At baseline, all three exercise groups began with average SF-36 scores comparable to the general US population for the physical component score, mental component score, and individual domain scores (McDowell, 2006). Following the intervention period, both RT (p = 0.03) and AT/RT (p < 0.001) significantly increased their physical component score by 1.7 ± 5.2 and 3.8 ± 5.4 points, respectively (Figure 2, Panel A). After adjusting for baseline values, there were no significant differences among groups for change in physical component scores (F = 2.10, p = 0.127). For change in mental component scores following the intervention, only AT/RT significantly experienced an increased score (3.3 ± 5.9 points; p < 0.001; Figure 2, Panel B). There was an impressionable p-value among groups for change in mental component score (F = 2.51, p = 0.085). Tukey's HSD post-hoc testing revealed only a trending toward significant difference between AT and AT/RT (p = 0.08; Figure 2, Panel B). When evaluating changes in each of the domain scores, AT/RT significantly improved “physical functioning” (p < 0.001), “general health” (p < 0.001), “vitality” (p = 0.001), “role-emotional” (p = 0.012), and “mental health” (p = 0.015) domain scores. RT only experienced a significant improvement in “physical functioning” (p = 0.003). Finally, AT experienced a significant improvement “physical functioning” (p < 0.001) and “vitality” (p = 0.03). Table 4 contains significant differences among groups for each SF-36 domain, after adjusting for baseline values.
Figure 2. Panel A: Change in physical component score by group. Panel B: Change in mental component score by group. Error bars indicate SE. Significant within group change: ~p-value < 0.1; *p-value < 0.05; **p-value < 0.001. δp-value < 0.1 Tukey's Post-Hoc Test compared with aerobic training.

- **Collected material**
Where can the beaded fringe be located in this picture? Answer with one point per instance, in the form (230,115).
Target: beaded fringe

- **Study questions**
A) Please set down the part of the SF-36 passage starting at "Figure 2. Panel" and ending at "with aerobic training.".
B) Answer these questions from the SF-36 passage, one per line:
(i) By how many points did AT/RT raise its physical component score?
(ii) In which domain did RT show its only significant improvement?
(iii) What do the error bars in Figure 2 indicate?
C) Decide whether each statement agrees with the SF-36 passage. Give yes or no and quote the words that decide it.
(i) After adjusting for baseline values, the groups differed significantly in change in physical component scores.
(ii) AT showed a significant improvement in "vitality".
(iii) AT/RT was the only group whose mental component score rose significantly.

- **List of solutions**
A)
Figure 2. Panel A: Change in physical component score by group. Panel B: Change in mental component score by group. Error bars indicate SE. Significant within group change: ~p-value < 0.1; *p-value < 0.05; **p-value < 0.001. δp-value < 0.1 Tukey's Post-Hoc Test compared with aerobic training.

B)
(i) 3.8 ± 5.4 points
(ii) "physical functioning"
(iii) SE

C)
(i) No: "After adjusting for baseline values, there were no significant differences among groups for change in physical component scores (F = 2.10, p = 0.127)."
(ii) Yes: "AT experienced a significant improvement “physical functioning” (p < 0.001) and “vitality” (p = 0.03)."
(iii) Yes: "only AT/RT significantly experienced an increased score (3.3 ± 5.9 points; p < 0.001; Figure 2, Panel B)."